# Start of EXERCISE MATERIAL
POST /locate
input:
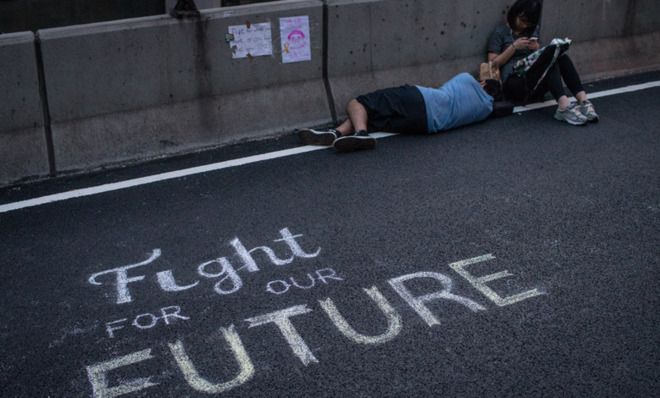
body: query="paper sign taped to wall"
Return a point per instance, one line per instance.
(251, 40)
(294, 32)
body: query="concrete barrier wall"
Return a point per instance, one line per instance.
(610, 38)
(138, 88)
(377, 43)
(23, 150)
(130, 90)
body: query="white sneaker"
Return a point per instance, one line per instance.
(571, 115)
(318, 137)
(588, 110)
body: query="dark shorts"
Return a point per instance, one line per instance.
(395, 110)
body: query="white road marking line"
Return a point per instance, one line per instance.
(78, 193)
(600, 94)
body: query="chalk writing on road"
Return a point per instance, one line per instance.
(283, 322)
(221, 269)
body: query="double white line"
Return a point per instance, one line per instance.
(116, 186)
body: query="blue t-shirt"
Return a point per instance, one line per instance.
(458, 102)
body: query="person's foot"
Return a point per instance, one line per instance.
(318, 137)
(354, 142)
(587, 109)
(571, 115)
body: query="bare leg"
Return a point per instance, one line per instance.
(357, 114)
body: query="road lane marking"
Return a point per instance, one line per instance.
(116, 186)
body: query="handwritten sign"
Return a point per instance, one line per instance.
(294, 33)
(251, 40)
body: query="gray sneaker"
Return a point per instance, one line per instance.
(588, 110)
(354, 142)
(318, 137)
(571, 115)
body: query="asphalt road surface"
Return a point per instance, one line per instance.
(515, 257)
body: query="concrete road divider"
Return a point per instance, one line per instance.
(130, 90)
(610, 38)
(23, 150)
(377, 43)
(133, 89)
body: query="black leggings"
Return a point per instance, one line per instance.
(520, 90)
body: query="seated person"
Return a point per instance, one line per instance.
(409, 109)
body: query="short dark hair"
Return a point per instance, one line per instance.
# End of EXERCISE MATERIAL
→ SET TASK:
Please return every line of the items above that contains the word "sneaker", copying each one in full. Case counts.

→ SOLUTION FOR THIS TASK:
body: query="white sneaker"
body: query="gray sneaker"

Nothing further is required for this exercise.